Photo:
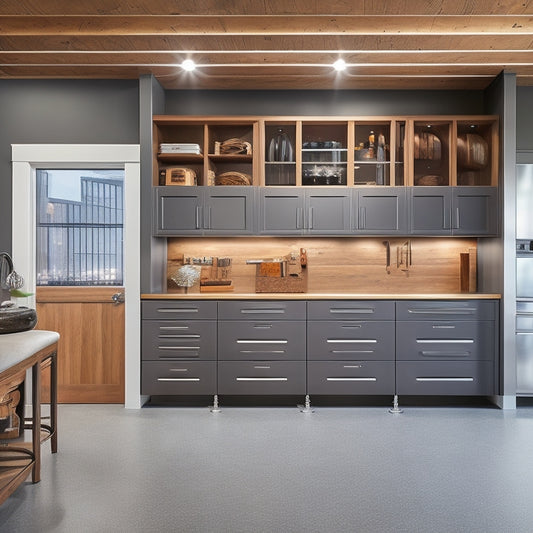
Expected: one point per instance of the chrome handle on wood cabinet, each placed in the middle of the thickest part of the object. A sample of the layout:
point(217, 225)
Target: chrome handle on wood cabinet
point(119, 298)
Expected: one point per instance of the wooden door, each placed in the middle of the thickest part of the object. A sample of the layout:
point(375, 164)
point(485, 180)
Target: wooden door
point(90, 359)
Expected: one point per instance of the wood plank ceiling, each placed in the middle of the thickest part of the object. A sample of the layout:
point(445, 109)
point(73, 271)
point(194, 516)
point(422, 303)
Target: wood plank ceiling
point(271, 44)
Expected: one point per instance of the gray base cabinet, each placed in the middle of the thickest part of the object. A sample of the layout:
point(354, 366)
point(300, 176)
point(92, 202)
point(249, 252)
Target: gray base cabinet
point(350, 347)
point(320, 347)
point(446, 348)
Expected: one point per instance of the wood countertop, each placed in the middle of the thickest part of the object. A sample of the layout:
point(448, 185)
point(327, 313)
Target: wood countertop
point(319, 296)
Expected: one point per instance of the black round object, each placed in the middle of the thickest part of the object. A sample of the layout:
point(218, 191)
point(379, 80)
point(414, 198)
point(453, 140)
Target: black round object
point(14, 319)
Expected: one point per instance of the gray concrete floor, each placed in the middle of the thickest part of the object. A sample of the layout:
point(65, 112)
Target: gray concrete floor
point(274, 469)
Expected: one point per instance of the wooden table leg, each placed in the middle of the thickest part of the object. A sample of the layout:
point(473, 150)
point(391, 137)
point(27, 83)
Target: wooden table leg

———

=== Problem details ===
Please lay out the rows from the line containing "Expected: one point per instance of the black" through the end of the rows as a Markdown table with the columns Number and Text, omitting any blank lines.

=== Result below ===
| Number | Text |
|---|---|
| 1 | Expected: one point per instance of the black round object, each placed in the middle of the thickest part of the object. A sample of the layout: |
| 2 | point(218, 191) |
| 3 | point(379, 80) |
| 4 | point(414, 198) |
| 5 | point(453, 140) |
| 6 | Target: black round object |
| 7 | point(14, 319) |
| 8 | Expected: one point per instance of the gray concrete floor, each placed in the middle of the thickest part of the object. A sample of the layout: |
| 9 | point(65, 112) |
| 10 | Target: gray concrete floor |
| 11 | point(274, 469) |
| 12 | Expected: one point per instance of the wooden table leg, each placed in the middle of the thickest part of the object. A sample of the layout: |
| 13 | point(473, 150) |
| 14 | point(391, 137) |
| 15 | point(27, 83) |
| 16 | Target: wooden table leg |